===== Selected passage =====

He is best known for his famous debate in June 1860, at the British Association meeting at Oxford. His opponent, Archbishop Samuel Wilberforce, was not-so-affectionately known as "Soapy Sam" for his renowned slipperiness in debate. During the debate, Archbishop Wilberforce ridiculed evolution and asked Huxley whether he was descended from an ape on his grandmother's side or his grandfather's. Accounts vary as to exactly what happened next, but according to one telling of the story, Huxley muttered "The Lord hath delivered him into my hands," and then rose to give a brilliant defense of Darwin's theory, concluding with the rejoinder, "I would rather be the offspring of two apes than be a man and afraid to face the truth."
All accounts agree that Huxley trounced Wilberforce in the debate, defending evolution as the best explanation yet advanced for species diversity.
However, Huxley did not blindly follow Darwin's theory, and critiqued it even as he was defending it. In particular, where Darwin had seen evolution and a slow, gradual, continuous process, Huxley thought that an evolving lineage might make rapid jumps, or saltations. As he wrote to Darwin just before publication of the Origin of Species, "You have loaded yourself with an unnecessary difficulty in adopting Natura non facit saltum [Nature does not make leaps] so unreservedly."

===== Information given =====

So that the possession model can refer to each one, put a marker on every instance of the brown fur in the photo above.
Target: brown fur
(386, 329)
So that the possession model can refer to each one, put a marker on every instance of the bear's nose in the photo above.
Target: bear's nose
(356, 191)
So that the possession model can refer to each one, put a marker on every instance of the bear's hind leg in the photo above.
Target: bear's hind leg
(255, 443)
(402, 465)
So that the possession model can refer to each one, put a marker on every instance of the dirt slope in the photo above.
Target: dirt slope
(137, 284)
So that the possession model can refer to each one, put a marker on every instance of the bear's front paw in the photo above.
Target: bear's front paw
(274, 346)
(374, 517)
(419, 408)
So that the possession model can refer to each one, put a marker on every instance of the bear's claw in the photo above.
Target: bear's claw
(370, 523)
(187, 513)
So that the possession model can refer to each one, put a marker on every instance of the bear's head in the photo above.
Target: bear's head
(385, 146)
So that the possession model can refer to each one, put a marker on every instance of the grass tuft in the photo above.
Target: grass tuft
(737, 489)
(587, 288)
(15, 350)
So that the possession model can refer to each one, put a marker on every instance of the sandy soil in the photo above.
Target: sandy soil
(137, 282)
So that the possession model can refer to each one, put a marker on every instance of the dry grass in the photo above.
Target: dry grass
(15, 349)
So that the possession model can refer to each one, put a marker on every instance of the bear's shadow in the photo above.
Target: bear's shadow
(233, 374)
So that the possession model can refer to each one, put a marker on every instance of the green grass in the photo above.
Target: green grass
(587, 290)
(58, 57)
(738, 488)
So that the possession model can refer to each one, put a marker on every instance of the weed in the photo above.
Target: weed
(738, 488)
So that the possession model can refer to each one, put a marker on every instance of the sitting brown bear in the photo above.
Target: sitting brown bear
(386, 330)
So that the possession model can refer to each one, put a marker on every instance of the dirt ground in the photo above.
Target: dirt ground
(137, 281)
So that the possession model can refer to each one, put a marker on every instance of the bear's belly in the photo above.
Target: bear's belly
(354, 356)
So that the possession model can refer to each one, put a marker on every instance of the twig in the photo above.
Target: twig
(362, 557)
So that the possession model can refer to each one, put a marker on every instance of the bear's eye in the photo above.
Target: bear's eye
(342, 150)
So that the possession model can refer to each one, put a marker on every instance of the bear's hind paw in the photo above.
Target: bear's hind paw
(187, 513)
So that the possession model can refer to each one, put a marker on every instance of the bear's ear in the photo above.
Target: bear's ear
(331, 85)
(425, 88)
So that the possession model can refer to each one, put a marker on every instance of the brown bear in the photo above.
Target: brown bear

=====

**Required work:**
1: Say whether each statement agrees with the passage on Huxley's 1860 debate, answering yes or no and quoting the words from the passage that decide it: (a) Wilberforce asked Huxley whether his ape ancestry came through his grandmother or his grandfather; (b) Huxley shared Darwin's view that evolution is always slow and gradual; (c) the accounts disagree about who won the debate.
2: Carry on the passage about Huxley and Darwin's theory from the point where it stops.
The lines after the text have no part in this.

**The results:**
1:
(a) Yes: "asked Huxley whether he was descended from an ape on his grandmother's side or his grandfather's"
(b) No: "Huxley thought that an evolving lineage might make rapid jumps, or saltations"
(c) No: "All accounts agree that Huxley trounced Wilberforce in the debate"

2:
Huxley's most famous writing, published in 1863, is Evidence on Man's Place in Nature. This book, published only five years after Darwin's Origin of Species, was a comprehensive review of what was known at the time about primate and human paleontology and ethology. More than that, it was the first attempt to apply evolution explicitly to the human race. Huxley explicitly presented evidence for human evolution.
Huxley founded a remarkable dynasty of English scientists and thinkers. His son Leonard was a noted biographer and "man of letters." Leonard's oldest son Julian was one of the authors of the evolutionary synthesis of the early 20th century; Julian's son Francis became a noted anthropologist. Julian's brother Aldous Huxley was a novelist, screenwriter and essayist; his best-known book is the anti-utopia Brave New World.